** start of PROVIDED TEXT **

Muhammad Ali Showing Wear and Tear
Not only did we have to lose him in the ring, but 1982 was the first year where we really got to see that we were slowly losing him on the microphone as well.  He’d always been slowing, and people close to Ali knew for years, but the permanence of his damage was becoming obvious.  The absence of the voice of boxing was perhaps more damaging than his retirement, as we can assume many people would tune into fights just to hear him speak.  He is still the most recognizable personality in the world, without the benefit of sound bites. We needed this in 1982, because faces and voices were disappearing fast, like…

Sugar Ray Leonard’s Retirement
He was supposed to take the “star” reins from Ali, and run with them.  He did, for a brief period.  Of course, he did come back to electrify the boxing world a few years later, but the last golden face of the era closed his doors for business in 1982… the victim of a now perfectly curable eye injury.  This left several advertisers without a boxing face.  And the few that remained would soon exit as well, after…

The Death of Duk Koo Kim
Ray Mancini was another live-TV darling.  So much so, that millions of people watched a man beaten to death in the ring.  Mancini, once a ratings winner, had TV execs shying away from airing fights, and advertisers pulling the plug on potential deals.  This certainyl was not his fault, but the risk was a reality of boixng that team sports did not seem to have.  TV fights remained for several years, but the big names were rarely showcased anymore.  A bigger question is why auto racing (which carries a far higher risk of death) has not had the same problem… but that can be answered with 2 differences: 1) Death in auto racing happens quickly, and we are spared the gore.  In boxing it is slow, brutal, and we are left wondering if it could have been prevented by an earlier stoppage.  2) White people love auto racing, and excel at it.  Brown and black people do well at boxing.  It may be an unconscious racism… but things tend to get to the chopping block faster when there are not many voices in positions of power to speak up for it.  Boxing certainly did not need any more tragedy, as it was still reeling from…

The Death of Salvador Sanchez
Another fighter made for TV, and the emerging Latino market.  Not to mention, at age 23, he was only getting better, and bigger.  Rivalries with great fighters like Camacho and Chavez were probably on the way.  Chavez could not grab this market share until many years later, and had the annoying habit in the mid 1980’s of stinking it out on TV, while shining on closed circuit or off-TV fights.  His blowout of Roger Mayweather being the one noteworthy exception.

** end of PROVIDED TEXT **
** start of INFORMATION GIVEN **

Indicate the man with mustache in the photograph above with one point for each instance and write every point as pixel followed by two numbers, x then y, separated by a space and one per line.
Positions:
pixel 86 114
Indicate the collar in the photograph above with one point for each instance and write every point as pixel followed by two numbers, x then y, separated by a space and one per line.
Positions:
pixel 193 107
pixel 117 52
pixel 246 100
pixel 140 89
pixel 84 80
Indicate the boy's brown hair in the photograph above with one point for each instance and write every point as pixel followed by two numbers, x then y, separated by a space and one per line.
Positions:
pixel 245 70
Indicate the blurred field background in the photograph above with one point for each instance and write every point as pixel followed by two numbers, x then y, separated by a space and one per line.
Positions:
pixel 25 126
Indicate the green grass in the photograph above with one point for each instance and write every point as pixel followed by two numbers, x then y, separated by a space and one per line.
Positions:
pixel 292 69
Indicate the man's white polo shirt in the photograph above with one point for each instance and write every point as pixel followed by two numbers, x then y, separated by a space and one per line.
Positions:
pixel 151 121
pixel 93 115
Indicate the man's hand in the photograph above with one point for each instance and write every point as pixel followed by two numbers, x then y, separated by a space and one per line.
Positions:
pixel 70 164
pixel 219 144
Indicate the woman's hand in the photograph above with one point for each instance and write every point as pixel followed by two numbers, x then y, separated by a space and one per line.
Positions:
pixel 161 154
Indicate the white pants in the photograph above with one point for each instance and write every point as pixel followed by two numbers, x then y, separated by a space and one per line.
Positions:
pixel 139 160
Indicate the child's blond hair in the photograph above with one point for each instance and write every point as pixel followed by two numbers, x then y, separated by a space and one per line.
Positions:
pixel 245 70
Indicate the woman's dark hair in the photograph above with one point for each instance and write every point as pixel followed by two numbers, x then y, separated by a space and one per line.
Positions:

** end of INFORMATION GIVEN **
** start of INFORMATION GIVEN **

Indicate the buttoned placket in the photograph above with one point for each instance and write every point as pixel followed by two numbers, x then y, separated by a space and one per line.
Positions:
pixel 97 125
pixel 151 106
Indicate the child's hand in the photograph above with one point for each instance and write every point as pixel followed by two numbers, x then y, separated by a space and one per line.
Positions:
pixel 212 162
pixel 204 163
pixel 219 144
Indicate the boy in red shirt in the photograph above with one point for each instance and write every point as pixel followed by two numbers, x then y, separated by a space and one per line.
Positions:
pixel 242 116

** end of INFORMATION GIVEN **

CHALLENGE 1:
List every section heading in the text on boxing in 1982.
CHALLENGE 2:
Carry the text on boxing in 1982 forward from its last sentence.
The items above were taken from a separate source and are not part of the boxing text.

RESPONSE 1:
Muhammad Ali Showing Wear and Tear
Sugar Ray Leonard's Retirement
The Death of Duk Koo Kim
The Death of Salvador Sanchez

RESPONSE 2:
Sanchez, Mancini, and Leonard all exiting the mainstream left boxing to carry on the shoulders of less–charismatic champions like Hearns, Hagler, and Holmes.  By the time Tyson, Chavez, and De La Hoya came along, it was too late.  They would be stars of cable TV, and PPV, not network.  And even in the day when virtually everyone has cable… there is still a divide.  Imagine the NBA finals, Superbowl, or World Series being a PPV event.  Sure, some people would buy it, but bitterness and anger towards one’s pocket being picked would eventually drive fans away.  Advertisers and networks foot the bill for these sports.  They used to do so for boxing as well, but we can all point to one lousy year that changed all of that.